▶ [AVAILABLE RECORDS]

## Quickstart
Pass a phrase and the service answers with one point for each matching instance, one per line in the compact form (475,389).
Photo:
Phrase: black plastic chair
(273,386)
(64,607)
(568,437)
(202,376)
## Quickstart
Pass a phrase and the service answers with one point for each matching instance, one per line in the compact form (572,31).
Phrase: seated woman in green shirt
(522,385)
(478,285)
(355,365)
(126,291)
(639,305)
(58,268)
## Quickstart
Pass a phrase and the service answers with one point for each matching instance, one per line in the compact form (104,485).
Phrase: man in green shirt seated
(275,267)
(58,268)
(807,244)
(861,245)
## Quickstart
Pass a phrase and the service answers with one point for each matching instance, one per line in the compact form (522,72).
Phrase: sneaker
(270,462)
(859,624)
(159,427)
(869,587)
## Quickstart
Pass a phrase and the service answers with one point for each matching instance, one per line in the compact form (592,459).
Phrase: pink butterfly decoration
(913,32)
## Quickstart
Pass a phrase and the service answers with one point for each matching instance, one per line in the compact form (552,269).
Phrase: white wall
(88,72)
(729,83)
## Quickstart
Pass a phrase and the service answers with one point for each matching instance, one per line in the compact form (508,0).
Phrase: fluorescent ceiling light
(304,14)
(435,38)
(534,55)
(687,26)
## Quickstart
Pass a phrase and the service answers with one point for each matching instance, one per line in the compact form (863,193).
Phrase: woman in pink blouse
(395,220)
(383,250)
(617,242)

▶ [TASK STATEMENT]
Take the lines above and print them exactly.

▶ [TASK OUTPUT]
## Quickstart
Pass a phrase and the service answers with one point for each matching instance, one per line in the compact form (475,389).
Photo:
Phrase: black plastic chair
(273,386)
(64,607)
(568,437)
(202,376)
## Quickstart
Pass a phrase and the service answers with one point for each matching instance, one per line in the compact form (572,31).
Phrase: seated woman in green shirt
(522,385)
(478,285)
(355,365)
(126,291)
(639,305)
(58,268)
## Quickstart
Pass a phrase and the service answers with one point for each matching instance, one per line in the compact form (104,485).
Phrase: man in green shirt seated
(275,267)
(58,268)
(807,244)
(861,245)
## Quickstart
Pass a phrase and the service answers with one point for each matching instance, one per line in the compact form (522,72).
Phrase: sneaker
(270,462)
(859,624)
(159,427)
(869,587)
## Quickstart
Pass a phrase and the service answers with one point for each matching instance, one per line in the compact form (592,459).
Phrase: pink butterfly decoration
(913,32)
## Quickstart
Pass a phrase and the service answers with one point for each matching instance, one per line in the compact form (552,269).
Phrase: white wall
(88,72)
(729,83)
## Quickstart
Pass a phrase and the service answers with one point for each matching instance, one per line in the compact form (508,0).
Phrase: fluorescent ceiling light
(304,14)
(435,38)
(534,55)
(687,26)
## Quickstart
Pass a phrase and the service answers with one point for each matching instance, one per line in the compact form (863,193).
Phrase: woman in pink blouse
(395,220)
(383,250)
(617,242)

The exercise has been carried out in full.